%%

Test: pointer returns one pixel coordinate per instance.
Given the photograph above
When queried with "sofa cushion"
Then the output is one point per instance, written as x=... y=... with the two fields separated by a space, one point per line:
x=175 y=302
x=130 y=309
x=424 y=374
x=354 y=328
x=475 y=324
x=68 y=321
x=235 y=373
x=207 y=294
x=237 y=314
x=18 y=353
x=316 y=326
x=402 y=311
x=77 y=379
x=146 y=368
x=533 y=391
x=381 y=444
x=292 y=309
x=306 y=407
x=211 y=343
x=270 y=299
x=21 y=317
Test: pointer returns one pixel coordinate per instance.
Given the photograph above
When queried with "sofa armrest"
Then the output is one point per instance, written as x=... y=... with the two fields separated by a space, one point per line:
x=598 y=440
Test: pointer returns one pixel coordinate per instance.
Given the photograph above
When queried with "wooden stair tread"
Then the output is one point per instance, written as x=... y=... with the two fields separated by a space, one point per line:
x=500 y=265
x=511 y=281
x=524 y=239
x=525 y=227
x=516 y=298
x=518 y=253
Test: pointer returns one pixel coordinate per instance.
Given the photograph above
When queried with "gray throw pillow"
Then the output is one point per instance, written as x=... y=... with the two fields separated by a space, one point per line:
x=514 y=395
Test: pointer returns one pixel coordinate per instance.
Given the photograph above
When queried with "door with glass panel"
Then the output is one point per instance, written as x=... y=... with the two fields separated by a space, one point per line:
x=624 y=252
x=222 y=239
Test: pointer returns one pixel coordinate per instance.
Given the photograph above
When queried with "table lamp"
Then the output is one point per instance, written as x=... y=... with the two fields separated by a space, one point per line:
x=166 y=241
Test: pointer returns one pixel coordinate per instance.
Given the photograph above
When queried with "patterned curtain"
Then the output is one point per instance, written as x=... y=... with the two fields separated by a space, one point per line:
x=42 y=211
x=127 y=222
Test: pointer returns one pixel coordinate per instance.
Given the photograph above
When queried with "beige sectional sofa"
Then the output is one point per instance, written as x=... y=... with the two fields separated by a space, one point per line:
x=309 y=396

%%

• **Exercise**: Using the records above, find and show each line with the string "sofa".

• **Task output**:
When queried with "sofa cushion"
When queried with "sofa armrest"
When queried with "beige sectional sofa"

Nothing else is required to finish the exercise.